RECORDS SUPPLIED:

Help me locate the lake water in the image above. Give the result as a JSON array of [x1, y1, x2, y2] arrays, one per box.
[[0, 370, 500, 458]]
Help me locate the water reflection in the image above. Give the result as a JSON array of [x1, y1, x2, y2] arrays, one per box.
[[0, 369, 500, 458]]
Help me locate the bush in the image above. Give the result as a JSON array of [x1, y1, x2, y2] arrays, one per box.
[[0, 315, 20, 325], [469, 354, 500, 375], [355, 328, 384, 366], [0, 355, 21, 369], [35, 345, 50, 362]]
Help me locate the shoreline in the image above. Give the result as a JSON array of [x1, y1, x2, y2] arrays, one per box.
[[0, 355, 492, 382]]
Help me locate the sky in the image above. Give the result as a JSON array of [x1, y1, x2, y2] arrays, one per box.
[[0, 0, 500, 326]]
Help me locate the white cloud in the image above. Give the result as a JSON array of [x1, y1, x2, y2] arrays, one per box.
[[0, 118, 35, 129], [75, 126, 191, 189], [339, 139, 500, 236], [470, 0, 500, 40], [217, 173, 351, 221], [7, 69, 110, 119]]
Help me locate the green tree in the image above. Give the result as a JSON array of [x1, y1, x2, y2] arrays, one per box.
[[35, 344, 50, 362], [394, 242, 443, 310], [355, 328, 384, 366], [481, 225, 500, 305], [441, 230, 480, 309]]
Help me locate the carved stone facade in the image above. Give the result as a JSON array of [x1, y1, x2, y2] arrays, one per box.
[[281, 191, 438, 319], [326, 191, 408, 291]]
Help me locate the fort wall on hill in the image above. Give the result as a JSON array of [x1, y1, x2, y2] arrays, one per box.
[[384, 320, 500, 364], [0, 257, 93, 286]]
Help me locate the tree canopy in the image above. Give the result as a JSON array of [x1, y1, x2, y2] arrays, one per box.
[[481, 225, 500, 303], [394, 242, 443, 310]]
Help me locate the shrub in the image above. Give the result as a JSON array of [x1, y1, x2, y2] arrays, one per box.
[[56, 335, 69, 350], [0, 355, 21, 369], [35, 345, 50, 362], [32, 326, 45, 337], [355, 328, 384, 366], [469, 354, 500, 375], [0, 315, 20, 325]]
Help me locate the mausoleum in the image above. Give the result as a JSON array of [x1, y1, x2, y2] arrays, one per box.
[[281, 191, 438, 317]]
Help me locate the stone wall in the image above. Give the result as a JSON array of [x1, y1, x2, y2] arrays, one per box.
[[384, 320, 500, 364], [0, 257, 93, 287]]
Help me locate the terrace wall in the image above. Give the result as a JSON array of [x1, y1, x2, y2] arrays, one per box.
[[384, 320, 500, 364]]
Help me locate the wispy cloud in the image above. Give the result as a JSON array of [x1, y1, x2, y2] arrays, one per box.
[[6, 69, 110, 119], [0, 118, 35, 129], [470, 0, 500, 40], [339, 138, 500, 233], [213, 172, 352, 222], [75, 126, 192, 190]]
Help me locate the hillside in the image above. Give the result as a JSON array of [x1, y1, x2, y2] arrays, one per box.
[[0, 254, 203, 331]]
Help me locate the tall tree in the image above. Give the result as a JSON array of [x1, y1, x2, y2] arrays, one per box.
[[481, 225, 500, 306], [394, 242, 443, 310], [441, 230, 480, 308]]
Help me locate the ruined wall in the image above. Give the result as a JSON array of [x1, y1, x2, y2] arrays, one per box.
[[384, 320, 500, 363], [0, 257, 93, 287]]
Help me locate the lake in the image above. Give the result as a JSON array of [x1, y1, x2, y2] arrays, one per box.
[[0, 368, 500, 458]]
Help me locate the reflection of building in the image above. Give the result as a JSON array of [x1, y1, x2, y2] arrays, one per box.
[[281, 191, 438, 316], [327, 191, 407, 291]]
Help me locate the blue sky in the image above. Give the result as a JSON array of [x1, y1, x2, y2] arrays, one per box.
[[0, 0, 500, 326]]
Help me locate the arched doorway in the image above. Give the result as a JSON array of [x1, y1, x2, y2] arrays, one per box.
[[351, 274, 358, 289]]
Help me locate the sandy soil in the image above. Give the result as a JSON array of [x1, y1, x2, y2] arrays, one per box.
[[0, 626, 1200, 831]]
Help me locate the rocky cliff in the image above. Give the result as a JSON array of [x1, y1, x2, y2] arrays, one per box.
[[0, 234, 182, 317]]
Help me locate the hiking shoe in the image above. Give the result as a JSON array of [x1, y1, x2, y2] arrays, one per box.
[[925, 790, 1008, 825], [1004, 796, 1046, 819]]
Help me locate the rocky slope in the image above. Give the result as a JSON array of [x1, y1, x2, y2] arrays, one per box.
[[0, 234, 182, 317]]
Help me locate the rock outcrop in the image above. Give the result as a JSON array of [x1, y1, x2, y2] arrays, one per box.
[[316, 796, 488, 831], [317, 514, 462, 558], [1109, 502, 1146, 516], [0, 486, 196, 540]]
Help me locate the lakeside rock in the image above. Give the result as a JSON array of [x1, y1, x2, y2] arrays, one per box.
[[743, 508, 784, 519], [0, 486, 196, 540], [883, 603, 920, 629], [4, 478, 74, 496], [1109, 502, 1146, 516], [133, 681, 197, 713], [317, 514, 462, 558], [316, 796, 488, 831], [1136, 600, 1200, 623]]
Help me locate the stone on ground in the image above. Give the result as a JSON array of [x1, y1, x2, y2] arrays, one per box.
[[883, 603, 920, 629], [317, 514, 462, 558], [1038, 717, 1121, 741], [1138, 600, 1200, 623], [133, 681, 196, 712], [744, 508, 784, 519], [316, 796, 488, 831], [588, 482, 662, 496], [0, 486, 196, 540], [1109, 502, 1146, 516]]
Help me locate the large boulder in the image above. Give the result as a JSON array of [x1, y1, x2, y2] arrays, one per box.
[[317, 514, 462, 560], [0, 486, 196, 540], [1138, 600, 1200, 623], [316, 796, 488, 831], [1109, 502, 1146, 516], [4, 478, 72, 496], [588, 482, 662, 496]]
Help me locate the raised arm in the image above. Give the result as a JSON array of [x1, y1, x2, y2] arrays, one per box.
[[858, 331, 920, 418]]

...

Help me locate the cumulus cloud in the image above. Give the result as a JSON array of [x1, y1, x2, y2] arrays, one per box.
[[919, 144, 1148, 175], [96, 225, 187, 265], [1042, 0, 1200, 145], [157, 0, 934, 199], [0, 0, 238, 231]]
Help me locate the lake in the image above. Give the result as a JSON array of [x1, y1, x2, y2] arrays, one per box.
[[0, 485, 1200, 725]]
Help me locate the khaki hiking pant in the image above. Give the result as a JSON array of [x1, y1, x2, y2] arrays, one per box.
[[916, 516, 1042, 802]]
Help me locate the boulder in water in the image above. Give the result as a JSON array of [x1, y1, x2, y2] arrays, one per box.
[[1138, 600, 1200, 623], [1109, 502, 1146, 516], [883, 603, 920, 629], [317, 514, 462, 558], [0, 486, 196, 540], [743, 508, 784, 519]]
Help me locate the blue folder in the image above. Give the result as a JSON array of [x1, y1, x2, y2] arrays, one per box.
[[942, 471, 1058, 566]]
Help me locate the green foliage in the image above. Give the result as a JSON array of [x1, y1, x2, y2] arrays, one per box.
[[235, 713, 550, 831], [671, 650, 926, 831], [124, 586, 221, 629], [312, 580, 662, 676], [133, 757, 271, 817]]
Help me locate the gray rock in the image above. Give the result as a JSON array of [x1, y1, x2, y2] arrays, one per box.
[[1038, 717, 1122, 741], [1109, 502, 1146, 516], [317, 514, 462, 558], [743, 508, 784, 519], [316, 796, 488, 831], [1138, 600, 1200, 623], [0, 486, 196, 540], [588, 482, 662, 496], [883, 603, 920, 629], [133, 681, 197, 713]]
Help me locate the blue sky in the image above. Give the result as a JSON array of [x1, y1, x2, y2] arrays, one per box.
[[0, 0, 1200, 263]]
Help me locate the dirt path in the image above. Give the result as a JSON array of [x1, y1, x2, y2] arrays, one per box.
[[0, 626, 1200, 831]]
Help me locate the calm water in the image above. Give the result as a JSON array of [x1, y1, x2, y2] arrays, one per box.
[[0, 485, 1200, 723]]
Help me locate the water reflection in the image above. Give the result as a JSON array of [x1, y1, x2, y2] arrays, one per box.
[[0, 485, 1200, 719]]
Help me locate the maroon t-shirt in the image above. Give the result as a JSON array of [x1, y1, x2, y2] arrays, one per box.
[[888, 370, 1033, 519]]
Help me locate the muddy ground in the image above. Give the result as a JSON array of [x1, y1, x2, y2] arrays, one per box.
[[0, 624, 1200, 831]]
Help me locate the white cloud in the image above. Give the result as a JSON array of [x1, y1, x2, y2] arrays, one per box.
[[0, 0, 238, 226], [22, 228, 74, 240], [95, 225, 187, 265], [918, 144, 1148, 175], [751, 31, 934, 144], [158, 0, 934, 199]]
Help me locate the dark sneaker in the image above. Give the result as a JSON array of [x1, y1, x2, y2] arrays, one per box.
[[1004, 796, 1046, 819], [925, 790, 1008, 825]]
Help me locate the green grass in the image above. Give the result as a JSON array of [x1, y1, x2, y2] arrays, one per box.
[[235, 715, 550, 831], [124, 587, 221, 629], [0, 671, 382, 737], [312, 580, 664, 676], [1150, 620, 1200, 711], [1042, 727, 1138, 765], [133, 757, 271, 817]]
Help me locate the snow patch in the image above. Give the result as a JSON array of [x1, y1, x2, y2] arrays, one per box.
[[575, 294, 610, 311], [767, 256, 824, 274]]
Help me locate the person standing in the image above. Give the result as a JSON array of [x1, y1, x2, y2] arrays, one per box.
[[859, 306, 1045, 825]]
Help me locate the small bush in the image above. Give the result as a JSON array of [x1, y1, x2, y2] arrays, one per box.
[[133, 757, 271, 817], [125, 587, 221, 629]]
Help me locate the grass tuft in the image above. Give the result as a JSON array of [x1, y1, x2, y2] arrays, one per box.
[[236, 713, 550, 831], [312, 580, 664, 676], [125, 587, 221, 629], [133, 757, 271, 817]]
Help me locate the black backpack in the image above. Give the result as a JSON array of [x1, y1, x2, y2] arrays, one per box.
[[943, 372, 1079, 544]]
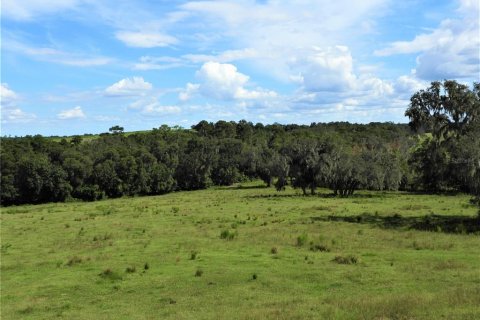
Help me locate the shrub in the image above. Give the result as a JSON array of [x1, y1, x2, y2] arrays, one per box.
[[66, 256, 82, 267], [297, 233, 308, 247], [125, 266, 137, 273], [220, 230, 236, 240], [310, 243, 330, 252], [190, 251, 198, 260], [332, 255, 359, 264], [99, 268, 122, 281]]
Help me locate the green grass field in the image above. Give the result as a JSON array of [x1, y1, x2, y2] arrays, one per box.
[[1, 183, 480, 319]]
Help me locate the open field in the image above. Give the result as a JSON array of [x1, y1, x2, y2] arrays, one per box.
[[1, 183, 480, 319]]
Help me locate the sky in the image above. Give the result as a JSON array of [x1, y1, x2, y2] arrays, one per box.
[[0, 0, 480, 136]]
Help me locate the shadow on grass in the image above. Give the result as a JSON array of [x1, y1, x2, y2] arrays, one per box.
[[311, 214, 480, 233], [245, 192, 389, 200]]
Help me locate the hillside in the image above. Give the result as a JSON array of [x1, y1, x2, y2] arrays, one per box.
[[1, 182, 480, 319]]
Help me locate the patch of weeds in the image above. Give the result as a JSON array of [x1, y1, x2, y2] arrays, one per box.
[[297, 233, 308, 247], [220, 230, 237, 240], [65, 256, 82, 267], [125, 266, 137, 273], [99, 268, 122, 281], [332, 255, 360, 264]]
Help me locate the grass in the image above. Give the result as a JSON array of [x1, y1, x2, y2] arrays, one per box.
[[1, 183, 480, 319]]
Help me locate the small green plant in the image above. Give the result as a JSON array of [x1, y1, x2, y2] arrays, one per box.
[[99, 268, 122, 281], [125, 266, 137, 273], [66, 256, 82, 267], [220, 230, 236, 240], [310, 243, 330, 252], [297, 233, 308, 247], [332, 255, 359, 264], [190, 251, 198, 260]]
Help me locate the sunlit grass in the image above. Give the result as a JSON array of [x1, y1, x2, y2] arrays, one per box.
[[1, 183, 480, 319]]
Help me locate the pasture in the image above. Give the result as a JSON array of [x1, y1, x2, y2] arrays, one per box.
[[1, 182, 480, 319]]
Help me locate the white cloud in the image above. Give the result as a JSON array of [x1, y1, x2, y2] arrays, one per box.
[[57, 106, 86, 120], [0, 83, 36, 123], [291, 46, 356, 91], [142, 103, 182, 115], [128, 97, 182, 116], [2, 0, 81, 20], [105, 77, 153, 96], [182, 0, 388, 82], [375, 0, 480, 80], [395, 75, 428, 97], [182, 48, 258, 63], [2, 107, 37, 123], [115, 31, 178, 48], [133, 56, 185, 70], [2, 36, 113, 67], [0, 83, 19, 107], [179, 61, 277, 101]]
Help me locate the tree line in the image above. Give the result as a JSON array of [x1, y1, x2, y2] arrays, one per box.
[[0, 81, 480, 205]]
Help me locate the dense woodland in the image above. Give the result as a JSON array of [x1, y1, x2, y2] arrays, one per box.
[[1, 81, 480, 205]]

STATED PROBLEM: Render the data starting with the line containing "Help me locate the pasture" and going on through the line containing "[[1, 81, 480, 205]]" as CSV with the columns text and answer. Give one row per text and its answer, with each value in a single quoted field and line breaks replaced by spaces.

TASK ANSWER:
text,answer
"Help me locate the pasture in the image above. Give the result as a JSON array of [x1, y1, x2, y2] arrays, one per box.","[[1, 182, 480, 319]]"
"Help me locate the white cloud in the image above. Give the result as a JSON array of [x1, y1, x2, y2] arrays, one per box.","[[57, 106, 86, 120], [0, 83, 36, 123], [291, 46, 356, 91], [142, 103, 182, 115], [128, 97, 182, 116], [2, 0, 81, 20], [105, 77, 153, 96], [182, 0, 388, 82], [375, 0, 480, 80], [395, 75, 428, 97], [182, 48, 258, 63], [2, 107, 37, 123], [115, 31, 178, 48], [133, 56, 185, 70], [2, 36, 113, 67], [0, 83, 19, 107], [179, 61, 277, 101]]"
"Help me locate the tree line in the image above. Give the result as a JSON array of [x1, y1, x2, y2] arrays, one per box.","[[0, 81, 480, 205]]"
"Help me locate the dense woodland in the image above. Give the result as a JSON array of [x1, y1, x2, y2] arrays, one per box.","[[1, 81, 480, 205]]"